# QUESTIONS TO ANSWER
• A. Answer these questions about the article on Andre Drummond's 26-rebound night:
(i) Whose dunk attempt did Drummond block before the game was a minute old?
(ii) Whose intervention kept the jostling from escalating?
(iii) What was the final score of the win over New York?
• B. Quote the article on Andre Drummond's 26-rebound night between "26-rebound night trumpets" and "Amar'e Stoudemire’s intervention.", inclusive.
• C. Write what comes next in the article on Andre Drummond's 26-rebound night, picking up after its last sentence.

# SELECTED EXCERPT

◆ ◆ ◆ ◆ ◆ ◆ ◆

A Dominant Drummond

26-rebound night trumpets the potential of Pistons’ 20-year-old phenom

Andre Drummond
Andre Drummond has strung together a string of impressive performances.
Ronald Martinez (NBAE/Getty)
The game wasn’t a minute old when Andre Drummond blocked Tyson Chandler’s dunk attempt in Monday’s win over New York. Pretty good bet that was in the back of Chandler’s mind about eight minutes later when he absorbed a hard foul by Greg Monroe and did a little aggravated jostling with Drummond in the aftermath.

It could have escalated but for Amar'e Stoudemire’s intervention.

“Amar'e came over to me and said, ‘It’s gonna be a battle tonight,’ ” Drummond said after the game. “That made me cool down and made me realize what I was up against. Guys are really starting to respect me now and they’re talking to me on the floor. It was pretty cool to have him give me input to calm me down.”

Stoudemire might be rethinking his strategy for next time against Drummond. His emotions appropriately settled, he turned in one of the most dominant games of his brief career with 17 points, 26 rebounds – most by a Piston since Ben Wallace a dozen years ago – and three blocked shots.

“Andre played with a high motor,” Will Bynum said after the 96-85 win snapped a four-game losing streak and stayed three games out of the No. 8 playoff seed in the East, currently occupied by Atlanta. “It’s tough to stop Andre when he’s playing like that because he doesn’t need the basketball to score. He dominated the glass. On the defensive end, he protected the paint. His ceiling is so high, man, you never know what he’s going to end up with.”

◆ ◆ ◆ ◆ ◆ ◆ ◆

# MATERIAL SHOWN
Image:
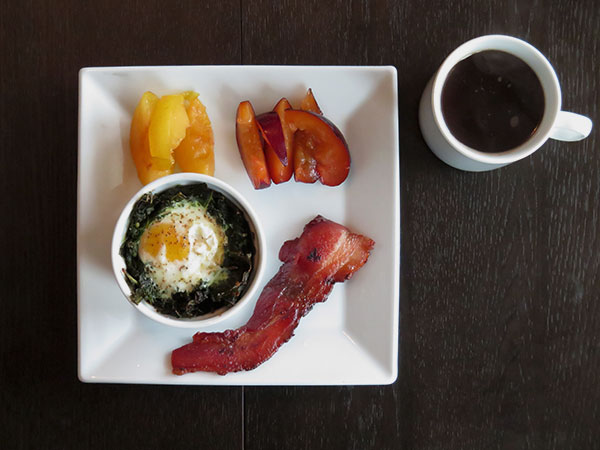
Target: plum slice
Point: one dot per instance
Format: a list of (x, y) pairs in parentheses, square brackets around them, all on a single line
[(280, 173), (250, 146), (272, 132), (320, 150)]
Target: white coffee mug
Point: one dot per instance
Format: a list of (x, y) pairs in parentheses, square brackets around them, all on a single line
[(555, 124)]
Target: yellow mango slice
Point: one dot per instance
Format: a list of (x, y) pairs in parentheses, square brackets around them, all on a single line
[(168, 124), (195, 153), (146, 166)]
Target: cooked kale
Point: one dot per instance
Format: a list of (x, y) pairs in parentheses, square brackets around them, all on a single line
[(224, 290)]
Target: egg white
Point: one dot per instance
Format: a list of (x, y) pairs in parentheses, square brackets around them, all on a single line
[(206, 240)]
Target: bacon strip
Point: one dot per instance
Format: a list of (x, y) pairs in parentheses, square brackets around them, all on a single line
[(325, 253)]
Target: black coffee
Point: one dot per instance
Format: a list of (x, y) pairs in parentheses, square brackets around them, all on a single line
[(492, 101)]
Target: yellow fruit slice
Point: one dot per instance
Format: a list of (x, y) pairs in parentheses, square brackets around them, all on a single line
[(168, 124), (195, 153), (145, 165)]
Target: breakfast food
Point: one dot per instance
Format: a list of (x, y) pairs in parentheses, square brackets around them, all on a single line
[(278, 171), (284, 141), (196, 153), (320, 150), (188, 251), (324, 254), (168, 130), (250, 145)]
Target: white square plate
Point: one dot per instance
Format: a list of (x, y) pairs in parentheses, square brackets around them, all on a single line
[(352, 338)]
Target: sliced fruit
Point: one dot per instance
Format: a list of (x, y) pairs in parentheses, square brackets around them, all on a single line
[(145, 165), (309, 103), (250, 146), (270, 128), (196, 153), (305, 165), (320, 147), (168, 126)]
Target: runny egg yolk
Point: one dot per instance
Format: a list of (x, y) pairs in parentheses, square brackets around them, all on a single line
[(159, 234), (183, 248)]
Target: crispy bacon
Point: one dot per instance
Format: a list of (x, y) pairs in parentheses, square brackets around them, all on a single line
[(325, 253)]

◆ ◆ ◆ ◆ ◆ ◆ ◆

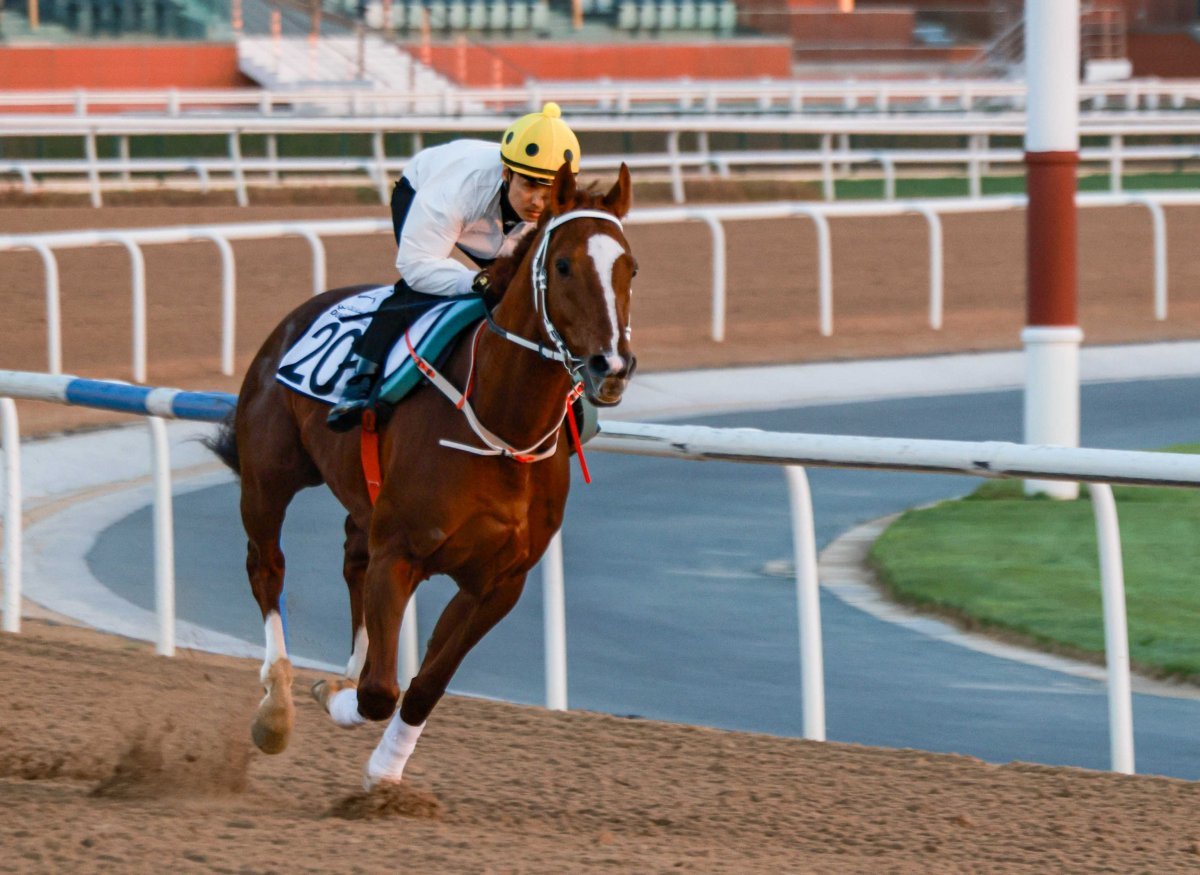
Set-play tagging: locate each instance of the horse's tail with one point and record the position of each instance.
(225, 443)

◆ ◆ ◆ ◆ ◆ ◆ ◆

# REPLIES
• A.
(i) Tyson Chandler's
(ii) Amar'e Stoudemire's
(iii) 96-85

• B.
26-rebound night trumpets the potential of Pistons’ 20-year-old phenom

Andre Drummond
Andre Drummond has strung together a string of impressive performances.
Ronald Martinez (NBAE/Getty)
The game wasn’t a minute old when Andre Drummond blocked Tyson Chandler’s dunk attempt in Monday’s win over New York. Pretty good bet that was in the back of Chandler’s mind about eight minutes later when he absorbed a hard foul by Greg Monroe and did a little aggravated jostling with Drummond in the aftermath.

It could have escalated but for Amar'e Stoudemire’s intervention.

• C.
The Knicks were clearly intent on clogging the lane and making the Pistons – the NBA’s 29th-ranked 3-point shooting team – beat them from the perimeter. That squeezed Drummond’s lanes to go get lob passes for dunks or crash the offensive boards, making his 26 rebounds all the more remarkable.

But it spoke to a few other things: Drummond’s increased conditioning level, which enabled him to stay on the floor for all but 106 seconds, and his greater awareness as a rim protector.

Drummond’s defensive instincts are gradually sharpening. He’s a half-step quicker to leave his man to cut off dribble penetration now than he was a month or two ago. The Knicks shot just 40 percent inside the 3-point line Monday night, which accounted for 51 missed shots – and 51 rebound opportunities. Drummond grabbed 19 of them, better than one-third of all available rebounds on the defensive end.

“It comes down to a trust thing,” Drummond said after Tuesday’s practice. “In the beginning of the year, we were a new team and we had a lot of new defensive schemes, so it was kind of tough for me to leave my guy and know somebody was going to be there behind me to help me out. But now it’s later in the season and we have it kind of figured out, so it got to a point where I can just leave and somebody’s going to have my back.”

He got to halftime with 13 rebounds Monday but just five points and two shots. He scored nine points in the third quarter, nine straight points in a stretch that began with the Pistons ahead by just two and ended with them in control of the game, and scored on consecutive possessions via stunningly quick and assertive low-post moves. On the first, Drummond drove the left baseline and scored with a right-handed reverse layup, converting the free throw on top of it. On the next, he wheeled under the basket off of the right block and scored with a left-handed reverse layup.

“I’ve been working on that since the summer,” Drummond said. “It’s good that I got the opportunity to showcase it in the game and it came out effectively and I finished both the layups.”

As Drummond grows more comfortable with the ball in his hands, all bets are off. His quickness, strength and explosiveness will make him extraordinarily dangerous.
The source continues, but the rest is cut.